EXCERPT PROVIDED:
.....

DAY JOBS AND DRAMA
By Tory Butterworth
So, Nancy has set the stage for this blog: mystery writers and day jobs, right?
I've just switched day jobs. Three years ago, while working on starting my private practice as a counselor, I realized it was time to bite the bullet and get licensed. For this I needed 1000 "practice" hours doing therapy under a licensed therapist's supervision. So I got a job as a therapist in a community mental health center.
That job could best be described as laboring "in the trenches." Very, very ill patients. Massive poverty. I was confronted with one horror story after another of people struggling just to get by.
I learned a lot in my three years there. I became adept at psychological triage: sorting groups of patients into those who needed to be hospitalized and those who could wait for three weeks for a therapist. I learned to identify the criminal personalities, which we sent off to the forensic unit. I decided, once I was licensed, to leave the life of poverty so well modeled by my patients there.
Now I have a job lined up in research. I'll be helping families talk to their loved ones about end-of-life decisions and collecting data on the results. It's a big relief to be back in research after doing my time in treatment. I was afraid, as a former (research) boss commented, "I'm not as interested in (that) project, not enough angst!" I've had enough angst, thank you very much.
In yoga class last week the teacher said, "If this (posture) doesn't give you enough yoga drama, if you still want to go home and kick the dog or have a fight with your husband, you can . . . (instructions on how to make the posture more excruciating)." Then it hit me: it's all about managing the drama in your life.
So, this is where I go from the, "writer talking about her day job," to the, "counselor talking about writing." We all need drama in our life. Some of us get it through an addiction or adopting ten high-needs kids, but others of us get it through fiction. I'm all for stepping back and looking at drama as a dispassionate observer (as you do in research) rather than having to act it out at home. I'd rather feel the angst vicariously through the characters in a novel than go through the angst myself.
I once spent a week at a luxury hotel in Hawaii, the sort of place where I couldn't imagine anyone being unhappy. (My God, there were penguins standing around in the lobby!) I was impressed by how much drama guests could create over meals not perfectly done or rooms not perfectly clean. Now I know what to tell them. "Go read a novel!" Or, if you want real drama, try to write one.

.....

EXCERPTED DATA:

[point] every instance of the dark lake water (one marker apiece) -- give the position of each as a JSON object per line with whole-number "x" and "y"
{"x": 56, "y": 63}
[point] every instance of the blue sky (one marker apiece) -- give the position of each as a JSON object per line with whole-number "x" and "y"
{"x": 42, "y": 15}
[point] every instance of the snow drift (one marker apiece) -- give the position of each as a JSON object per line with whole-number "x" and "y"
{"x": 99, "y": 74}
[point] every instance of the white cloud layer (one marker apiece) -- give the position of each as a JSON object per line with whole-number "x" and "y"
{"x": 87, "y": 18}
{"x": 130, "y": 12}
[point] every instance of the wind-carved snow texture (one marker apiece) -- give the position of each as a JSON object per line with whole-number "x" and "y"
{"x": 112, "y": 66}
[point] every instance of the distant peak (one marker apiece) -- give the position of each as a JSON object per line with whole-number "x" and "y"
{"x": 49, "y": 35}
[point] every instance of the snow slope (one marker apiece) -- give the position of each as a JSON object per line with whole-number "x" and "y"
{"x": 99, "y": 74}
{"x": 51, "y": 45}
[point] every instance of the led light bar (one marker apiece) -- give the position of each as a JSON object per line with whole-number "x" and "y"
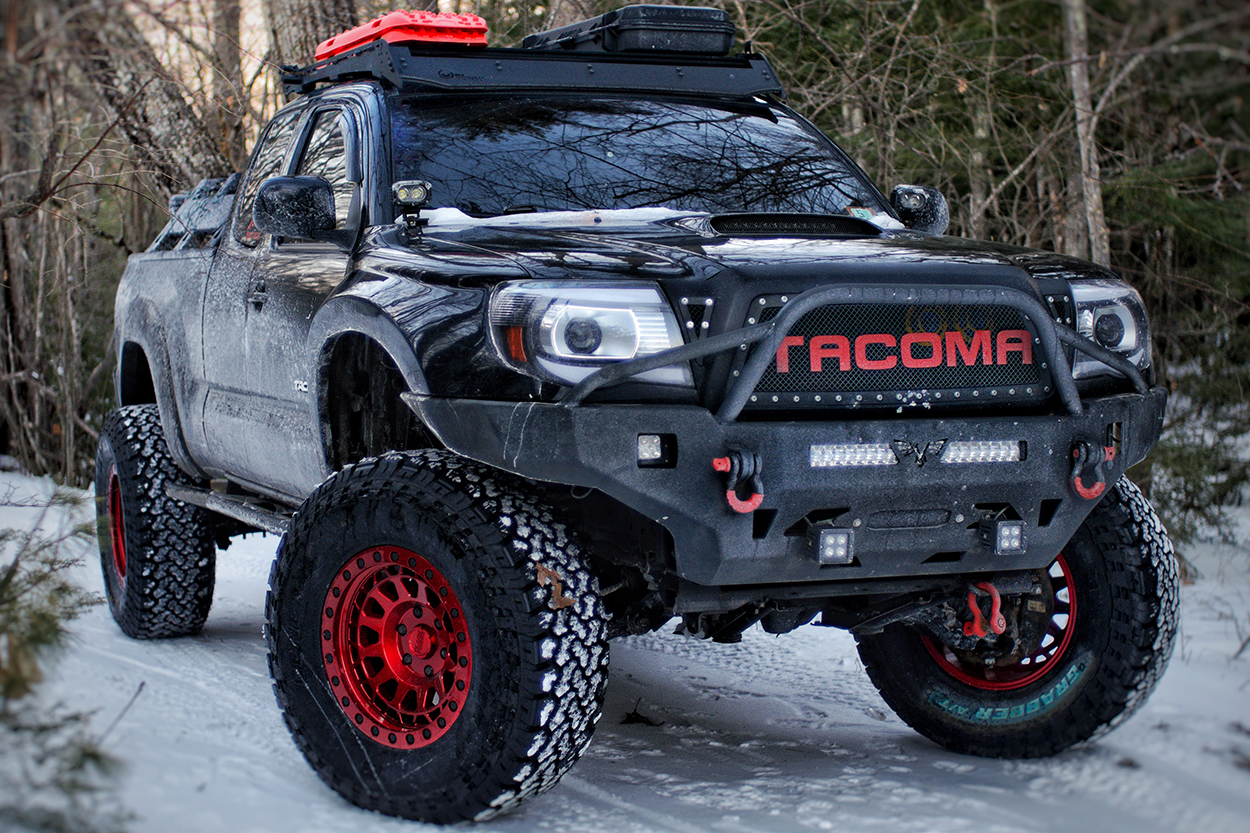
{"x": 983, "y": 452}
{"x": 851, "y": 454}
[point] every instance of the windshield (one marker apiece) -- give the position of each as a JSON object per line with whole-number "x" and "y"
{"x": 490, "y": 156}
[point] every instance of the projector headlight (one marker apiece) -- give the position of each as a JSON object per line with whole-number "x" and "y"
{"x": 564, "y": 330}
{"x": 1110, "y": 314}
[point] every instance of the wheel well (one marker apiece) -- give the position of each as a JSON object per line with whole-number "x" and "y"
{"x": 136, "y": 377}
{"x": 363, "y": 414}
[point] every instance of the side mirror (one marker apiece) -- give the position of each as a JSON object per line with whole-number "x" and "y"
{"x": 295, "y": 206}
{"x": 921, "y": 208}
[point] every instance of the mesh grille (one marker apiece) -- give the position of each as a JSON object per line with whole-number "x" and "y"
{"x": 961, "y": 343}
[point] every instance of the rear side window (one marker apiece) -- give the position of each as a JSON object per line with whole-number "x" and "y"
{"x": 326, "y": 155}
{"x": 268, "y": 161}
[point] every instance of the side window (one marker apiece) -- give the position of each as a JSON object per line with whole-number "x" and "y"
{"x": 266, "y": 163}
{"x": 326, "y": 155}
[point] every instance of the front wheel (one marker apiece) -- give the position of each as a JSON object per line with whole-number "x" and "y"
{"x": 436, "y": 642}
{"x": 1080, "y": 654}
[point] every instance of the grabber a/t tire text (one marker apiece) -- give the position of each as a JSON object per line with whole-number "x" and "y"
{"x": 1115, "y": 592}
{"x": 436, "y": 642}
{"x": 158, "y": 554}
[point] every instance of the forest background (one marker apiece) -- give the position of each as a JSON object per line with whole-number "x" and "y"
{"x": 1116, "y": 130}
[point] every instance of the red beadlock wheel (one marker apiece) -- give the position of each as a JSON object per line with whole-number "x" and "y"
{"x": 1081, "y": 652}
{"x": 398, "y": 653}
{"x": 1036, "y": 663}
{"x": 118, "y": 527}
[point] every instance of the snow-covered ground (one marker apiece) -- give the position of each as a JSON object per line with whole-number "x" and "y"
{"x": 778, "y": 733}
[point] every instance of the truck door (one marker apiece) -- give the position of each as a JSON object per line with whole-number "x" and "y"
{"x": 289, "y": 283}
{"x": 225, "y": 444}
{"x": 299, "y": 275}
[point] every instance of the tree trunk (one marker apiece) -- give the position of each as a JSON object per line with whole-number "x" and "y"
{"x": 226, "y": 119}
{"x": 1079, "y": 79}
{"x": 168, "y": 136}
{"x": 296, "y": 26}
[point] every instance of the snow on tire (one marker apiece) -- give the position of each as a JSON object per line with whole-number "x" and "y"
{"x": 158, "y": 554}
{"x": 436, "y": 643}
{"x": 1111, "y": 629}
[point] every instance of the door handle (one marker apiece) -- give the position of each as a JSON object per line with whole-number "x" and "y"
{"x": 258, "y": 294}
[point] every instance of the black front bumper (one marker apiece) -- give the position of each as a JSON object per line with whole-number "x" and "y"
{"x": 906, "y": 519}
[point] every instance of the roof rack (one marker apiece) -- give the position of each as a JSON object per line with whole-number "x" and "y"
{"x": 651, "y": 49}
{"x": 643, "y": 29}
{"x": 416, "y": 68}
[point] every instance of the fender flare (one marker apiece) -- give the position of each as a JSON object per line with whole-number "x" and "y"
{"x": 145, "y": 329}
{"x": 355, "y": 315}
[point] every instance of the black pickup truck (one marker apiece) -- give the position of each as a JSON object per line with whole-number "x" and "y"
{"x": 524, "y": 349}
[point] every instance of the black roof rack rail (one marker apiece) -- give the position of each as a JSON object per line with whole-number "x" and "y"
{"x": 424, "y": 66}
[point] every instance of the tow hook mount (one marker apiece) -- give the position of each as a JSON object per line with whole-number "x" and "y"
{"x": 1090, "y": 462}
{"x": 980, "y": 627}
{"x": 743, "y": 468}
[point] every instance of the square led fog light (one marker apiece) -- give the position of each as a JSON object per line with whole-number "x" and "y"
{"x": 833, "y": 545}
{"x": 656, "y": 450}
{"x": 1004, "y": 537}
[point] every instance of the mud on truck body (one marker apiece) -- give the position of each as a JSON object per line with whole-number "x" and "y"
{"x": 525, "y": 349}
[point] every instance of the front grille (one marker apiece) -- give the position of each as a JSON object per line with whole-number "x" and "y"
{"x": 861, "y": 355}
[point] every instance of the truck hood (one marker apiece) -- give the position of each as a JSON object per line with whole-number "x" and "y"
{"x": 661, "y": 244}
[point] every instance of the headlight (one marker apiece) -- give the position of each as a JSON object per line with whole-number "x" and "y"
{"x": 563, "y": 332}
{"x": 1110, "y": 314}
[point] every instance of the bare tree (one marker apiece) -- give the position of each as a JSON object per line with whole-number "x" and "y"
{"x": 1076, "y": 35}
{"x": 296, "y": 26}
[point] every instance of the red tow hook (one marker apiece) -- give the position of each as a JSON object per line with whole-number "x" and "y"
{"x": 998, "y": 623}
{"x": 1090, "y": 459}
{"x": 743, "y": 469}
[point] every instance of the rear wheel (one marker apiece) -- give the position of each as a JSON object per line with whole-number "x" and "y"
{"x": 436, "y": 642}
{"x": 1079, "y": 657}
{"x": 158, "y": 554}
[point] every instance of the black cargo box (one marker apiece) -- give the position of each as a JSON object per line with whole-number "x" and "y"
{"x": 644, "y": 29}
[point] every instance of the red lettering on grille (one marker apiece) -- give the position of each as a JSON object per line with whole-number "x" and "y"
{"x": 909, "y": 357}
{"x": 830, "y": 347}
{"x": 959, "y": 349}
{"x": 1015, "y": 342}
{"x": 784, "y": 352}
{"x": 861, "y": 344}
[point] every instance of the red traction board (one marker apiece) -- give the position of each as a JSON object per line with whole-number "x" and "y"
{"x": 409, "y": 26}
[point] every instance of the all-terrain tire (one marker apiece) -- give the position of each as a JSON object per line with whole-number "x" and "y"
{"x": 436, "y": 642}
{"x": 1123, "y": 592}
{"x": 158, "y": 554}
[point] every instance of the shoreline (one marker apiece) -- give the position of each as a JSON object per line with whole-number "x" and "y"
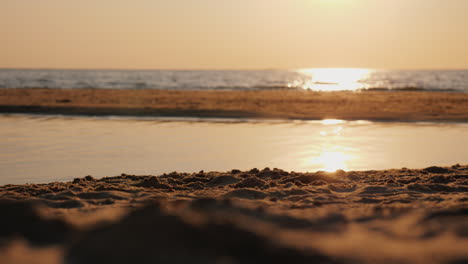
{"x": 404, "y": 106}
{"x": 254, "y": 216}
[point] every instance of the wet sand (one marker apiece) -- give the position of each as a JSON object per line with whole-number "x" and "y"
{"x": 256, "y": 216}
{"x": 375, "y": 106}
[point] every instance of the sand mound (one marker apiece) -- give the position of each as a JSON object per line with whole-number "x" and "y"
{"x": 256, "y": 216}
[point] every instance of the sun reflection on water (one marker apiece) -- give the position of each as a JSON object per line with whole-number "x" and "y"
{"x": 331, "y": 160}
{"x": 331, "y": 79}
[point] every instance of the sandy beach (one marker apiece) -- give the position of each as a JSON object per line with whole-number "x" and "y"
{"x": 255, "y": 216}
{"x": 274, "y": 104}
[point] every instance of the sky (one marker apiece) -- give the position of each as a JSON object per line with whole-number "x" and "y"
{"x": 234, "y": 34}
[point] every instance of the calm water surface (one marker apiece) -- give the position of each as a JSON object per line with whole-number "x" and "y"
{"x": 39, "y": 149}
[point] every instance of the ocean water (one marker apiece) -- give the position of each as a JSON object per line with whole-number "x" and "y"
{"x": 40, "y": 149}
{"x": 312, "y": 79}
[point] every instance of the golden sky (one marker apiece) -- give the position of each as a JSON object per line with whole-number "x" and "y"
{"x": 233, "y": 34}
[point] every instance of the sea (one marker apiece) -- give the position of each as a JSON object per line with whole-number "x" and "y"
{"x": 47, "y": 148}
{"x": 319, "y": 79}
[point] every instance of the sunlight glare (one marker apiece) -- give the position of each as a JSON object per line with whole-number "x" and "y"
{"x": 332, "y": 160}
{"x": 332, "y": 121}
{"x": 331, "y": 79}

.....

WHAT NEEDS TO BE DONE:
Answer these questions about the post on day jobs and drama:
1. How many supervised "practice" hours did the writer need to become licensed?
2. What two things will the writer do in the new research job?
3. What was standing around in the lobby of the hotel in Hawaii?
The lines above are not needed for what is asked here.

OUTPUT OF THE EXERCISE:
1. 1000 hours.
2. Help families talk to their loved ones about end-of-life decisions, and collect data on the results.
3. Penguins.